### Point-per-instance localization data
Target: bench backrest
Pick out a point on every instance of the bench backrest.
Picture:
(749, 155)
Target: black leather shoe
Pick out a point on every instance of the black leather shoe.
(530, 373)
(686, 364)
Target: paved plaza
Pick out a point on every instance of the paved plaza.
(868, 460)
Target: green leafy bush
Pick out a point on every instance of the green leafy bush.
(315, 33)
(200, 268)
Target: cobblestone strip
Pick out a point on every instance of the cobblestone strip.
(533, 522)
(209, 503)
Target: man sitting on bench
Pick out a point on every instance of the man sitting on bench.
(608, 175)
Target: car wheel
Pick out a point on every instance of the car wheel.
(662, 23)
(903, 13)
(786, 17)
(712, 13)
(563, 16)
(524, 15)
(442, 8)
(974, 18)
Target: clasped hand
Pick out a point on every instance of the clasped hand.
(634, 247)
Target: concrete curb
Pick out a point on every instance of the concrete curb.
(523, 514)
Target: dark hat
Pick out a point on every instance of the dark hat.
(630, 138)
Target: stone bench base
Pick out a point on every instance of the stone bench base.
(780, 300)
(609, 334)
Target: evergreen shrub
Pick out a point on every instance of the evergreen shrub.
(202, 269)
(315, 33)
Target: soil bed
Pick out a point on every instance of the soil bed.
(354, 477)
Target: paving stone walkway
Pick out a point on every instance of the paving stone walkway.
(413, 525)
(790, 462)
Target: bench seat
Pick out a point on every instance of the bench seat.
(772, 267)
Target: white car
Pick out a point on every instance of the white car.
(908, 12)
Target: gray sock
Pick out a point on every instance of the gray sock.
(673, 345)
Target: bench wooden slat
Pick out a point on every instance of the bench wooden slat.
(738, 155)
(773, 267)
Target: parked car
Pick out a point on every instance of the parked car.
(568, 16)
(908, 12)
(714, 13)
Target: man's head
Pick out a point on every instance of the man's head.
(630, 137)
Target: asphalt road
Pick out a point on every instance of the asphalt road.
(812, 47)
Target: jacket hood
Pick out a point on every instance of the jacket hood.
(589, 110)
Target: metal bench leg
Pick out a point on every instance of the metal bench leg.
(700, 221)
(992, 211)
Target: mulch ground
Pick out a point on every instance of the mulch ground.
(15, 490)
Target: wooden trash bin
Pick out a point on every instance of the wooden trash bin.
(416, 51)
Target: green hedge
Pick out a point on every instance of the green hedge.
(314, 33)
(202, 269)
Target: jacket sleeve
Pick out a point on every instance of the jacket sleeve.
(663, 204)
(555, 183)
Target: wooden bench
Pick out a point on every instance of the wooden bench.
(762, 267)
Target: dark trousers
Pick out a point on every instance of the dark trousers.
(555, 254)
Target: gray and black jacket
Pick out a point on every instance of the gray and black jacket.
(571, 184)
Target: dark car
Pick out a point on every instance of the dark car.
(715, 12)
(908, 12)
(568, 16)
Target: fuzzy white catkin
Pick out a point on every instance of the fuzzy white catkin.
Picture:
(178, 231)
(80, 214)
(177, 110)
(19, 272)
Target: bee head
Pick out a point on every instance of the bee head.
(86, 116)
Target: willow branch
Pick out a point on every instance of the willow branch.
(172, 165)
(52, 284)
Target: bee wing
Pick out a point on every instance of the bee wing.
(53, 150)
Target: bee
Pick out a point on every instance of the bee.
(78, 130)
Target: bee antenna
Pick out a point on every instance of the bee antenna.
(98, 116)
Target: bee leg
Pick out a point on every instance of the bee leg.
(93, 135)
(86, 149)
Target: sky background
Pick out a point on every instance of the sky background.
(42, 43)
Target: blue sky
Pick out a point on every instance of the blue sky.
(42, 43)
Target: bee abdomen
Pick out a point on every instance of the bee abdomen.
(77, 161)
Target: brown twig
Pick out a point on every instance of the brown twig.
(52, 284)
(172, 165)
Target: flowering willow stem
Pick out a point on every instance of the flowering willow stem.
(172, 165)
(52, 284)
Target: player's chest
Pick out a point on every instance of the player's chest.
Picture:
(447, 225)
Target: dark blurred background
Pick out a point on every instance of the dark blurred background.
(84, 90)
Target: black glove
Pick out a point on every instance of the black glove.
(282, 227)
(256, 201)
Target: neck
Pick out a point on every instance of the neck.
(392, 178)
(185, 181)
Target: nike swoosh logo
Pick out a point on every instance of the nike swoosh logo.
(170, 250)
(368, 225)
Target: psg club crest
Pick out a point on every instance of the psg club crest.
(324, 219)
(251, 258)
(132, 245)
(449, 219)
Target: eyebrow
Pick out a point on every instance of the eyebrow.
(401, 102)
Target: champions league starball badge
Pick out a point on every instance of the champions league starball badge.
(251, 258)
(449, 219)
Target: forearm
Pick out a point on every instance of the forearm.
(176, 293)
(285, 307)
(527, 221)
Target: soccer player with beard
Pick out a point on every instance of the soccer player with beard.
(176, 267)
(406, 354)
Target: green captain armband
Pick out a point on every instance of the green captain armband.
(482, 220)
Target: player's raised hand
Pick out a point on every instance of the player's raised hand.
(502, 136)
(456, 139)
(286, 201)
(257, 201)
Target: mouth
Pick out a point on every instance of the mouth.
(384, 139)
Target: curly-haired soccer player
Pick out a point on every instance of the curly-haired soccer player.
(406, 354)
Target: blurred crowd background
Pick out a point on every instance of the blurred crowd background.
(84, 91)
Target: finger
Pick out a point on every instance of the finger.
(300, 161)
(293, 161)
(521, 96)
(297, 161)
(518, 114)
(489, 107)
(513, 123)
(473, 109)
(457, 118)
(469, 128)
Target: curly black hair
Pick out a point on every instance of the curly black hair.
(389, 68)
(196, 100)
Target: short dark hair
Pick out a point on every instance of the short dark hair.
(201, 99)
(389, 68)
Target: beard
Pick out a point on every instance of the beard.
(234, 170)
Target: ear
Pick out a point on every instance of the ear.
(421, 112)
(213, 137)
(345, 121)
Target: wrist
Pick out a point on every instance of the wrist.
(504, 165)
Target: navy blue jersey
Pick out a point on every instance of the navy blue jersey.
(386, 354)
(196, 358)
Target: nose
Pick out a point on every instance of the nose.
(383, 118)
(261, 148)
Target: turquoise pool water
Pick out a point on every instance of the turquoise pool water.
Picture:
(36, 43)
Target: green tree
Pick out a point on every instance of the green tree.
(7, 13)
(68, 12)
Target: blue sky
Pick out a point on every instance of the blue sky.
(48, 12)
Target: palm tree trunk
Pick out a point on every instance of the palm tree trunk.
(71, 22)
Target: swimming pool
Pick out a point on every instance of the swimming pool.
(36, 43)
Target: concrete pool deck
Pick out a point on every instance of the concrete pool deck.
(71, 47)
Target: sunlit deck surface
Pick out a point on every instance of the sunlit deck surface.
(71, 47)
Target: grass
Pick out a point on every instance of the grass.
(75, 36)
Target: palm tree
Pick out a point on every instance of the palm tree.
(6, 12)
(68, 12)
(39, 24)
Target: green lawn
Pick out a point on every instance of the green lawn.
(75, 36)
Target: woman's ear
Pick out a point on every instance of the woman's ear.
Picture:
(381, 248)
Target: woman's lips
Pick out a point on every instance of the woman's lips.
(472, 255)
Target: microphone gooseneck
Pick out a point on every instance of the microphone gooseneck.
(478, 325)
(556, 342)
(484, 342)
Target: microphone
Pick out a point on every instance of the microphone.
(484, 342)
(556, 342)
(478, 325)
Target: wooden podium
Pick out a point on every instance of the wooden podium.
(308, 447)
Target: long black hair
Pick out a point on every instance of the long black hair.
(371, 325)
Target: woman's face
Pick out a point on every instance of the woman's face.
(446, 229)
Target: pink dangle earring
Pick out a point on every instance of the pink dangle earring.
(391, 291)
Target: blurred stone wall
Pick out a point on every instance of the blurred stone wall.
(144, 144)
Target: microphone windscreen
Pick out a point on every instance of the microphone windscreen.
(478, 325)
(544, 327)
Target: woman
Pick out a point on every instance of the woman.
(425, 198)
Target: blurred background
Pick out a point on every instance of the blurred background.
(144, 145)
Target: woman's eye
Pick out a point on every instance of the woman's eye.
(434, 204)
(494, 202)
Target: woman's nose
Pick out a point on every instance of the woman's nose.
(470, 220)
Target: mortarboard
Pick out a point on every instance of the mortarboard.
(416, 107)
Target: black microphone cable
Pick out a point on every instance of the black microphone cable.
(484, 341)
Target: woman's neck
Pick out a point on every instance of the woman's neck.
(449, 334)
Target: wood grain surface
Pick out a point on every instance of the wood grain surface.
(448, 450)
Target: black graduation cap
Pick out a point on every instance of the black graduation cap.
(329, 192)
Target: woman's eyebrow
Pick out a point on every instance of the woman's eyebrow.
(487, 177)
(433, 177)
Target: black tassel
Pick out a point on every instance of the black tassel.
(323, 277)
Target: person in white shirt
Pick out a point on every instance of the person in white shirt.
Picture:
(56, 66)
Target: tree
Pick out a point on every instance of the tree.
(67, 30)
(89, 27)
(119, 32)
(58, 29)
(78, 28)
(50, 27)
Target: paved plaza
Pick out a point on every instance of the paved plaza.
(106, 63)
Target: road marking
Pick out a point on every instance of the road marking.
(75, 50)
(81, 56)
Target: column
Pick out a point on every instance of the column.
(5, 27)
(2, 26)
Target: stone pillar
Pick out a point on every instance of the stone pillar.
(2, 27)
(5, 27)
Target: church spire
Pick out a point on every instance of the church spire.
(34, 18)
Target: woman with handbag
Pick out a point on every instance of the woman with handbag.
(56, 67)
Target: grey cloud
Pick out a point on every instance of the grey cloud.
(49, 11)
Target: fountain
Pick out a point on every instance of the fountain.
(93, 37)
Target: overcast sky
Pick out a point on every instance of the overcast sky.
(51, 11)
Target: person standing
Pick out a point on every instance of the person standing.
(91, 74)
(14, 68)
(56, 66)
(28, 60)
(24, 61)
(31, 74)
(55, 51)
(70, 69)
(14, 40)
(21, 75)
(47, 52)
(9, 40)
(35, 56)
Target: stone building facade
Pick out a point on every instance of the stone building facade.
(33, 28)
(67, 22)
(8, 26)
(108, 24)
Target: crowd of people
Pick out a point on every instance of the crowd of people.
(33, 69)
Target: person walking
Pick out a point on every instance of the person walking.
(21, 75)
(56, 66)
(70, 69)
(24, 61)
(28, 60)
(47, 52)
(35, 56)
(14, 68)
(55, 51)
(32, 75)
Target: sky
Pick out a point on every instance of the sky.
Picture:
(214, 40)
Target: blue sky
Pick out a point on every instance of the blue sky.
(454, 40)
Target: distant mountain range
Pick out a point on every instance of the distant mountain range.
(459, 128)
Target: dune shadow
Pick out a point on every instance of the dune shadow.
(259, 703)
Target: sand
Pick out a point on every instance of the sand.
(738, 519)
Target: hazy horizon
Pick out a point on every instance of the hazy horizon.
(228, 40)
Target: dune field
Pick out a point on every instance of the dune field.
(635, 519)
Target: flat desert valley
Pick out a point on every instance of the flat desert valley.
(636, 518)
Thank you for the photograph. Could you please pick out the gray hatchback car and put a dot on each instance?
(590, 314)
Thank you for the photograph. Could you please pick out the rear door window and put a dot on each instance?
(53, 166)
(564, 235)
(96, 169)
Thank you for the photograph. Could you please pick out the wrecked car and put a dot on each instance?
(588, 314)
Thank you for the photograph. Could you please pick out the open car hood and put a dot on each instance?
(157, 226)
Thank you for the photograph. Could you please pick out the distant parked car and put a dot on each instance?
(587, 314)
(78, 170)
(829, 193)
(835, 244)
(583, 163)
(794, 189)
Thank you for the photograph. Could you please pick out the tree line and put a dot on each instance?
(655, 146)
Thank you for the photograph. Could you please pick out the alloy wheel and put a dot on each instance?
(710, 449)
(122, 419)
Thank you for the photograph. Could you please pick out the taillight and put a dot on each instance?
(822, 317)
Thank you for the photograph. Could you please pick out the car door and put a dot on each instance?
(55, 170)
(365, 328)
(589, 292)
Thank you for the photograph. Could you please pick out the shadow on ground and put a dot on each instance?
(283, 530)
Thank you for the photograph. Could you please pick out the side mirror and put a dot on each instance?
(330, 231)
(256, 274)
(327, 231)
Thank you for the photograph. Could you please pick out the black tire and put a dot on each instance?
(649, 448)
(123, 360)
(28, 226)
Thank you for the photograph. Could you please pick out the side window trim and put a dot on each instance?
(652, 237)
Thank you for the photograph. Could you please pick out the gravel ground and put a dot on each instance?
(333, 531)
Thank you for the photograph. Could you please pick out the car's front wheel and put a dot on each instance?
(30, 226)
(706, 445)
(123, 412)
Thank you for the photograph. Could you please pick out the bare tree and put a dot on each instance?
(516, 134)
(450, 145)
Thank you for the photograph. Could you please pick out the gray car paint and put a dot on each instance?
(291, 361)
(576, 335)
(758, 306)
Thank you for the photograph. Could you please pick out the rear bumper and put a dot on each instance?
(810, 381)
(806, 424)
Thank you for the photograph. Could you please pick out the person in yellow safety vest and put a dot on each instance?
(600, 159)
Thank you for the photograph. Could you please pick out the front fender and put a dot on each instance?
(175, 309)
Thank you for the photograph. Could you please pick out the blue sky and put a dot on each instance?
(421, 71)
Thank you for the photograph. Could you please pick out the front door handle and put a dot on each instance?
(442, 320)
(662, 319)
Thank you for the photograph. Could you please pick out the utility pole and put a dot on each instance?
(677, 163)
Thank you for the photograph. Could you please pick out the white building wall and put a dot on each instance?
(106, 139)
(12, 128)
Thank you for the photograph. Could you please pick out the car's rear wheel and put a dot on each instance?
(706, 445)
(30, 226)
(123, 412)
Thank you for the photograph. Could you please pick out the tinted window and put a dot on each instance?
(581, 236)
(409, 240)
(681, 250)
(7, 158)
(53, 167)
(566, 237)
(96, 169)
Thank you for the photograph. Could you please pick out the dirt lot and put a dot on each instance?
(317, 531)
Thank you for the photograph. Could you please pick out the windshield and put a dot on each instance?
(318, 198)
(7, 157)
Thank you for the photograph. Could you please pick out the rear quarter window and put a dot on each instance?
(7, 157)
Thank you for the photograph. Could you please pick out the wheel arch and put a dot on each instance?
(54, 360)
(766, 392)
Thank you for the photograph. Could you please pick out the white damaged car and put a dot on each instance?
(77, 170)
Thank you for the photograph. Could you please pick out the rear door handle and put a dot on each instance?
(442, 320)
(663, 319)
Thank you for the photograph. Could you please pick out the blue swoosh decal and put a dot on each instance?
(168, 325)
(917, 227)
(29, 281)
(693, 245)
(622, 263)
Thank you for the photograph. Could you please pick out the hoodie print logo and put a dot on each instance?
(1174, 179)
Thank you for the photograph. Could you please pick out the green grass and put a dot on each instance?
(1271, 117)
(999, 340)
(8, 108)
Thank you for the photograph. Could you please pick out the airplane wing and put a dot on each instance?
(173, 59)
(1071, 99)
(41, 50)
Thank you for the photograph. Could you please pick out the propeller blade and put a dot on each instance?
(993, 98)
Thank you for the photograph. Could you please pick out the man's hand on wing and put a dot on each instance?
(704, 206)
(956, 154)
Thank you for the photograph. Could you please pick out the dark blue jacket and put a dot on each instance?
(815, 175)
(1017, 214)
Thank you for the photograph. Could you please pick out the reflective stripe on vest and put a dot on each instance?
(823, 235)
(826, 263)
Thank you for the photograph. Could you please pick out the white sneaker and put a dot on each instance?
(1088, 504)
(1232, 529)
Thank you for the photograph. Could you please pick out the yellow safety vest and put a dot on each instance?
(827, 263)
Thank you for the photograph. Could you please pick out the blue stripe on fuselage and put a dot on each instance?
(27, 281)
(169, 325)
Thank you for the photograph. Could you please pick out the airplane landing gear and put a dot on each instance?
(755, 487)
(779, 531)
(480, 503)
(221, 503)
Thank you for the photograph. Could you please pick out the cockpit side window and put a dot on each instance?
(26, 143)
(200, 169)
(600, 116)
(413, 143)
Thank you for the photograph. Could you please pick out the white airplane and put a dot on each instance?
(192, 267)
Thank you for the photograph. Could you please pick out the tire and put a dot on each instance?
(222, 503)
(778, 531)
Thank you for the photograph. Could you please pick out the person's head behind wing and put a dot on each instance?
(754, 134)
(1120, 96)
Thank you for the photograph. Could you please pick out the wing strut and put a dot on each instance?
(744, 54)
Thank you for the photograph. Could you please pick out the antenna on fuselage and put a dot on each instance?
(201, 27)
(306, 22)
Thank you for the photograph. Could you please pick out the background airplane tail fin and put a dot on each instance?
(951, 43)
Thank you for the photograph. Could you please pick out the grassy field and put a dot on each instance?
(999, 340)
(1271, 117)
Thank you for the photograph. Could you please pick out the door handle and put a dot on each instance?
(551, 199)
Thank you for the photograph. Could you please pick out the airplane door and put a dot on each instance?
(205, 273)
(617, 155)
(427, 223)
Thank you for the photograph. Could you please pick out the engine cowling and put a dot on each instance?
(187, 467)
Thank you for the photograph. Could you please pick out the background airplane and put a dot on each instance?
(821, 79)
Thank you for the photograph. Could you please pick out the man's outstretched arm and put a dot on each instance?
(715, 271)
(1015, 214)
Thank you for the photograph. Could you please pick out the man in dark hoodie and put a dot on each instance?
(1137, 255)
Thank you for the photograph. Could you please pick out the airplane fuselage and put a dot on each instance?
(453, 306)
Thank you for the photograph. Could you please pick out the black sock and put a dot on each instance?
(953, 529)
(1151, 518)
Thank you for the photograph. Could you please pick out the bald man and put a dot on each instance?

### PROBLEM TO WORK ON
Would you copy, unchanged, the stretch of the records above that begins at the line containing "Pick out a point on every instance of the road" and ends at the line containing "Target: church spire", and only that?

### TASK ANSWER
Pick out a point on every instance of the road marking.
(75, 50)
(81, 56)
Target: column
Pick out a point on every instance of the column.
(5, 27)
(2, 26)
Target: stone pillar
Pick out a point on every instance of the stone pillar.
(2, 27)
(5, 27)
Target: church spire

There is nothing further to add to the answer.